I was congested, I ached, I was lethargic and I spent most of the week on the sofa under a blanket with my laptop on my knee as I was trying to finish my dissertation. It was so hard to concentrate and focus and as days went on I was not improving. In the past, a few days of Lemsip and rest and although feeling weak, I would have started to improve. This was different however and I was not getting better. In truth, I had no idea what was wrong with me but my instinct was that something was wrong.
I woke on 7 January with the weirdest rash on my midriff, both of my lower arms and with 4 dots on the palm of my left hand. Within ten minutes of waking and making the discovery of the rash I called the Doctor’s surgery and after explaining the prolonged illness and the appearance of a rash I asked for an emergency appointment. The appointment was for 5.20pm. I set an alarm and returned to the sofa. I felt truly hideous and I could not even turn on my laptop. I could not read books and I dozed for the day. I don’t think I even got up for any lunch. My alarm went off and I scrambled off the sofa. I had a bit of an adrenalin rush as I panicked and thought I was going to miss my appointment. I grabbed my car keys and slipped on my shoes. I did not even grab my bag or wallet but dashed off to the next village to the Doctor’s surgery. On arrival, I was sent to the waiting room upstairs.
Now, once again with hindsight, thank heavens I was in the waiting room alone. During the ten minute consultation, I explained that I had been suffering with flu like symptoms and that I had woken up that morning with a really strange rash. The Doctor looked in my throat and felt my glands and asked if the rash was itchy. I said that it was not itchy but weird and that the two larger areas on my inner right arm felt more like a bruise. When the Doctor asked me if my neck was stiff, my alarm bells went off and I asked if she was considering meningitis. In an instant she declared that it was not a meningitis rash and it was most likely caused by an allergic reaction to the cold medication that I had been taking on and off during the previous week. I was sent home with a certificate for University and advised to have bed rest and drink plenty of fluids.
I am sure that everyone who reads this will wonder why I did not stand my ground and demand a more comprehensive consultation but in truth I just felt so awful that I sat there and accepted that as she was the Doctor, she must be right. So, I trundled home and did not really recall the whole drive. I sort of zoned out and was a bit on auto pilot.

....

*Apply what you read*
**A.** Shorten the paragraph of the illness account that begins "I woke on 7 January," keeping its main facts.
**B.** In the illness account, what did the Doctor say was most likely causing the rash?
**C.** Continue the illness account from its final sentence.
The material after this point is not needed for any of the work here.

[Dataset excerpts]
....

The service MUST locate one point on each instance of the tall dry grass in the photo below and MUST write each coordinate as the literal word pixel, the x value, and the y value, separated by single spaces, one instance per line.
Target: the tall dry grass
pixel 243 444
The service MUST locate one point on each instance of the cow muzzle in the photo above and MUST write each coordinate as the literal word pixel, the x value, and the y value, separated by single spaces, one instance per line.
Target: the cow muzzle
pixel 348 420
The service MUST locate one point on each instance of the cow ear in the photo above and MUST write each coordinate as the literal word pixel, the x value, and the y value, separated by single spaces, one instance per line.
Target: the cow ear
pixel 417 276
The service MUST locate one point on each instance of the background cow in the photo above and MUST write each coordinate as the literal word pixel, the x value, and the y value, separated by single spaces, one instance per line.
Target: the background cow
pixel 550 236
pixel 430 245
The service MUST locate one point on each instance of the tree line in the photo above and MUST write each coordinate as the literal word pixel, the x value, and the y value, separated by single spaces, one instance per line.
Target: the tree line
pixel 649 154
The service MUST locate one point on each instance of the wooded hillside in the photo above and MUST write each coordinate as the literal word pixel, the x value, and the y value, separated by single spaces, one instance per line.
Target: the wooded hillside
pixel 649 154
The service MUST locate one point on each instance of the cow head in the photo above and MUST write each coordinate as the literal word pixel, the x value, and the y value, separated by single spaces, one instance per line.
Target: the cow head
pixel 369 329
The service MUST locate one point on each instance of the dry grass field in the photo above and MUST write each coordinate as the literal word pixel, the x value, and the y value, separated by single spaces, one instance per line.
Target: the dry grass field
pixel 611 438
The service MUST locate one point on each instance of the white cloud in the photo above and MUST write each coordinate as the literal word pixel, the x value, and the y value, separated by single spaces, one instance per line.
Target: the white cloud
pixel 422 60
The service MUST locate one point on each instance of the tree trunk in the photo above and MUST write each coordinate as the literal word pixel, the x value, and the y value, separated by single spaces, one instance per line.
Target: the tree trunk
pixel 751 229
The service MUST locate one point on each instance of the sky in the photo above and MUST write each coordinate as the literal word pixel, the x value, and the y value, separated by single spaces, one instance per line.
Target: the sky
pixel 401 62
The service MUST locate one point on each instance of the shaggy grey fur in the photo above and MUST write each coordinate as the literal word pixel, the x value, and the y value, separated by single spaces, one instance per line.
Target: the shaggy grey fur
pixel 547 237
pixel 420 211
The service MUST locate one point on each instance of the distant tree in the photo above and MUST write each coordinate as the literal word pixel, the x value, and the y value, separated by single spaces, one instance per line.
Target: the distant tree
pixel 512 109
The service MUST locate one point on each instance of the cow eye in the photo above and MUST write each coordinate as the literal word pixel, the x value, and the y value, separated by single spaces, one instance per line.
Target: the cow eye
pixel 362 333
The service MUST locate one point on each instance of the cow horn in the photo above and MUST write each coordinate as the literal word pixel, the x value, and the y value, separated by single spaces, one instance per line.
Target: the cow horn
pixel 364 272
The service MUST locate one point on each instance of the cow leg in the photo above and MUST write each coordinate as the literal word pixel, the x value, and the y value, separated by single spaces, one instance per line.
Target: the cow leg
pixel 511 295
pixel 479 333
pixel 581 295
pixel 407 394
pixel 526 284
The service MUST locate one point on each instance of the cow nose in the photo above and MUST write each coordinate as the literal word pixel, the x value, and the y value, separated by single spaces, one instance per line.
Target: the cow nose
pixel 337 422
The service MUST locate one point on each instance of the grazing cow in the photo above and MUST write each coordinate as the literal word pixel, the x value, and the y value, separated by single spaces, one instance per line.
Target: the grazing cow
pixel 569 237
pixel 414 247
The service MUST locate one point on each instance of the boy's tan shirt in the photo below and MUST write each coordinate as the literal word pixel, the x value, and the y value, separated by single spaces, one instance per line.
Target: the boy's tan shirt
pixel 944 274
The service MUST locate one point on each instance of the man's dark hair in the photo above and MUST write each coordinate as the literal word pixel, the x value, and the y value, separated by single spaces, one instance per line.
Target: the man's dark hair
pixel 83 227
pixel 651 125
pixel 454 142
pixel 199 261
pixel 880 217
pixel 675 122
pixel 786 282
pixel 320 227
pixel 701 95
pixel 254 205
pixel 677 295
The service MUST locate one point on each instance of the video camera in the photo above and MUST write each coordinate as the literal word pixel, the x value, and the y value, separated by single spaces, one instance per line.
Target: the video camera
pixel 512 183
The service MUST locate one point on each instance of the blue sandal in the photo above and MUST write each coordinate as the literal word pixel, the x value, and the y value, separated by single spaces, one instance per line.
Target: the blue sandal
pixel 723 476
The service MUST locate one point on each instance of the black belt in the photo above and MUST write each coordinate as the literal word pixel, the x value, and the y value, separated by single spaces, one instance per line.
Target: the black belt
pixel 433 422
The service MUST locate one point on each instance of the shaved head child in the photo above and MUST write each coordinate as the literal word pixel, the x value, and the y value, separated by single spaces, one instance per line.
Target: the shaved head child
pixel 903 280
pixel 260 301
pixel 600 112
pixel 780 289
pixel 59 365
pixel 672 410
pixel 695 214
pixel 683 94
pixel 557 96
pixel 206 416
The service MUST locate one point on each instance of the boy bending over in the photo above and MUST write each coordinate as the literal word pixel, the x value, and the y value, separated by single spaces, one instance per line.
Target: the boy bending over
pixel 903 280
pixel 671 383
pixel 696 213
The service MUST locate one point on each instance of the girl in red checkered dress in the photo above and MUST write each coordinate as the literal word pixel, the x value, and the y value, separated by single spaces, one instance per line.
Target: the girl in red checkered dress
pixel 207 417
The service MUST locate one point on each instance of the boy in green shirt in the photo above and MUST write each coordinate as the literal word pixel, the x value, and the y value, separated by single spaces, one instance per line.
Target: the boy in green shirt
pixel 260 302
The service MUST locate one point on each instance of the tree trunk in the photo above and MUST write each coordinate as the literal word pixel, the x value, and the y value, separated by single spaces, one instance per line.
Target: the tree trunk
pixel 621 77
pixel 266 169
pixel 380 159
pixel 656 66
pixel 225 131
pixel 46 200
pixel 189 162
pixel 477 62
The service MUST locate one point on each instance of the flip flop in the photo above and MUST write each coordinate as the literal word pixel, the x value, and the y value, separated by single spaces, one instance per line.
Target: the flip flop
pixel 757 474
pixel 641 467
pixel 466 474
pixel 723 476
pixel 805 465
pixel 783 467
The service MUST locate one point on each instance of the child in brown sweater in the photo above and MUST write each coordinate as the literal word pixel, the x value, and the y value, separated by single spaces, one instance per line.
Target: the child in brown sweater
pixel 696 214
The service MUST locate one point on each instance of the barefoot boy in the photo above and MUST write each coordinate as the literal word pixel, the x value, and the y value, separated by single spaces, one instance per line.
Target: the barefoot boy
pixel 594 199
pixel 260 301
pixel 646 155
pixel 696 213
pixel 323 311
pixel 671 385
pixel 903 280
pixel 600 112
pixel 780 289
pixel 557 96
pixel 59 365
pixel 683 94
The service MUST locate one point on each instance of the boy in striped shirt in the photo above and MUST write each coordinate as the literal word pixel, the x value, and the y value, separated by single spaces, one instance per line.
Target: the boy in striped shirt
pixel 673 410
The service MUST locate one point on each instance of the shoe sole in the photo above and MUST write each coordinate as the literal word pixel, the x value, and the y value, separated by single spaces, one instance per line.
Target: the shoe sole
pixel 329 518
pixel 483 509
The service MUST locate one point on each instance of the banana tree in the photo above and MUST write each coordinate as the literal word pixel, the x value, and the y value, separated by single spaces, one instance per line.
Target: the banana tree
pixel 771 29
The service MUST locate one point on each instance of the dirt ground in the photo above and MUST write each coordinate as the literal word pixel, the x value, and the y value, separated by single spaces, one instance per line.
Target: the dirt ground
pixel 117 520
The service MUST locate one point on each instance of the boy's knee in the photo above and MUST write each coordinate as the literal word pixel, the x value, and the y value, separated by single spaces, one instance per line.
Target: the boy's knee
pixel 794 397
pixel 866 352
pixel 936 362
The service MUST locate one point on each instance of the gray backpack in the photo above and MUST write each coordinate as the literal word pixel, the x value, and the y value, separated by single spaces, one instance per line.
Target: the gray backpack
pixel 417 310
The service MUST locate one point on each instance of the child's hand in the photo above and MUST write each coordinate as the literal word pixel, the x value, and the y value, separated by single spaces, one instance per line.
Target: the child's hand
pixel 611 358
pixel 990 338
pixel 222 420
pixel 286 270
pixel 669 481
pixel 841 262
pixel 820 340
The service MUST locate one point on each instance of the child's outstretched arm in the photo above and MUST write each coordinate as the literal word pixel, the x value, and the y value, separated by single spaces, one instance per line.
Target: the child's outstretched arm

....

*Per-task outputs*
**A.** On 7 January I woke with a strange rash on my midriff and both lower arms, and four dots on my left palm. Within ten minutes I called the Doctor's surgery, explained the prolonged illness and the rash, and got an emergency appointment for 5.20pm. I spent the day dozing on the sofa, too ill to use my laptop or read, and probably skipped lunch. When the alarm went off, I panicked about missing the appointment. I grabbed only my car keys and shoes and drove to the surgery in the next village, where I was sent to the upstairs waiting room.

**B.** An allergic reaction to the cold medication taken on and off during the previous week.

**C.**
I rang my husband from the car whilst sitting in the driveway at home and told him about the advice to go to bed and I asked him to bring me home a can of coke as I was really thirsty. I then went in the door and climbed the stairs. I took my jeans off and got in to bed and that was the last thing I remember. David, my husband, came home at around 6.15 and saw me shivering under the duvet and he thought I was asleep. He put the coke on the bedside table and headed out for a committee meeting. On his return at 9pm he heard a vomiting noise and he rushed upstairs. He found me non responsive, vomiting and retching. He turned me on my side to avoid choking and called an ambulance.
The ambulance arrived at half past 9 but it was a lady on her own so she was only really able to give me oxygen and call for backup. The second ambulance arrived sometime later and at about 11pm they decided that they would give me intravenous antibiotics. The first ambulance lady had noticed a further non blanching rash on my thigh and David had mentioned to her that I had been to see the GP. Due to the layout of my house and bookcases in the hallways they needed to use a special sling to get me out of the house so a third ambulance team were called and I was moved to hospital just before midnight.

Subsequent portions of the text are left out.